== 原文抜粋 ==
○ ○ ○ ○ ○ ○ ○

TABOOレーベル」をご愛顧頂いたカスタマーの皆様へ(レーベル閉鎖→運営母体移動のお知らせ)

 

 

 残暑お見舞い申し上げます。というのもすっかり手遅れな感じですが、御健勝をお祈り申し上げます。

 

 まず最初にレーベル運営状況のご報告を。現在我々は、SONY傘下の最後の一枚、オーニソロジー(新人、辻村泰彦のソロユニット)のデビュー作「101」の製作を終え、発売日程が決まり、ジャケットとMV製作に着手したところです。極めて大雑把に、年内にリリースされます。

 

 そして、本作のリリース、およびプロモーションの初動をもって、我々TABOOレーベルは、2013年のクリスマスから5年強の時を経まして、SONY傘下であることを止め、運営母体、並びに体制を変えてレーベル運営を継続します。

 

 今の所、新しい経営母体に関しては契約関係が完全にフィクスされてはいないので、まだ詳細は「移動第1作が<「最終スパンクハッピー」の1stアルバムになる>」ということ以外は、現在のところ何も申し上げられません。

 

 タイトルに「2つのリストラ」とあり、TBSの件と対置させている様に見えますが、実際はまだ契約期間は続いており(オーニソロジー「101」の初動プロモーションの終了をもって、一旦、という形)、その後も遺す形となるタイトルの販売などなど、業務関係の残務は続きますので、TBSの件と等しく、会社批判をするような話では全くありませんことを、最初に強調したく思います。

 

 確かに我々が、4年の活動歴で、巨万の富をSONYに提供した訳でこそありませんが、4年前のレーベル第1作「戦前と戦後(菊地成孔とペペトルメントアスカラール)」から、最終作の「101(オーニソロジー)」まで、世辞でも内輪贔屓でもなく、1タイトル残らず、いずれ劣らぬ傑作ばかりであり、世評も批評も芳しく、少なくとも音楽的には、参加アーティストさんの優れた才能により、一種奇跡のレーベルとして日本の音楽シーンに於ける立場を明確にさせて頂いたつもりです。

 

 これは全て、どこの馬の骨ともわからぬ私に、レーベルを一枠任せてくださり、メジャーカンパニーのプロダクツセンスなど気にもかけずに、好きなように好きなものを作り続けた、プロデューサーを4年間も飼ってくださったSONYの誠意と実験精神、企業体としての余裕に感謝します。

 

 

 因みに以下、全タイトルを列記します。「1タイトル残らず傑作」というのがブラフではないことがご理解いただけると思います。自分で改めて列記しながら慄然としています。駄盤はおろか、平均的な盤も一枚もない、全てがエッジに満ちた問題作であり、これだけ多様なアーティストを抱えながら、クオリティの平均は異常に高かったと評価しています。

 

 

2014年>

 

「菊地成孔とペペ・トルメント・アスカラール/ 戦前と戦後」

「菊地成孔とペペ・トルメント・アスカラール/ 夜の歴史(ベスト盤)」

UA×菊地成孔 / cure jazz reunion(ライブ盤)」

「ものんくる / 南へ」

Rinbjö  a.k.a 菊地凛子 / 戒厳令」

○ ○ ○ ○ ○ ○ ○

== 記録データ ==
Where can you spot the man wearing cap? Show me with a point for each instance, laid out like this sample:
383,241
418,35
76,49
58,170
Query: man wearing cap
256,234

○ ○ ○ ○ ○ ○ ○

== 作業指示 ==
TABOOレーベルのお知らせのうち、「まず最初にレーベル運営状況の」から「てレーベル運営を継続します。」まで(両端を含む)を、「オーニソロジー」を「Ornithology」に改めて書き直してもらえますか?

== 最終回答 ==
まず最初にレーベル運営状況のご報告を。現在我々は、SONY傘下の最後の一枚、Ornithology(新人、辻村泰彦のソロユニット)のデビュー作「101」の製作を終え、発売日程が決まり、ジャケットとMV製作に着手したところです。極めて大雑把に、年内にリリースされます。

 

 そして、本作のリリース、およびプロモーションの初動をもって、我々TABOOレーベルは、2013年のクリスマスから5年強の時を経まして、SONY傘下であることを止め、運営母体、並びに体制を変えてレーベル運営を継続します。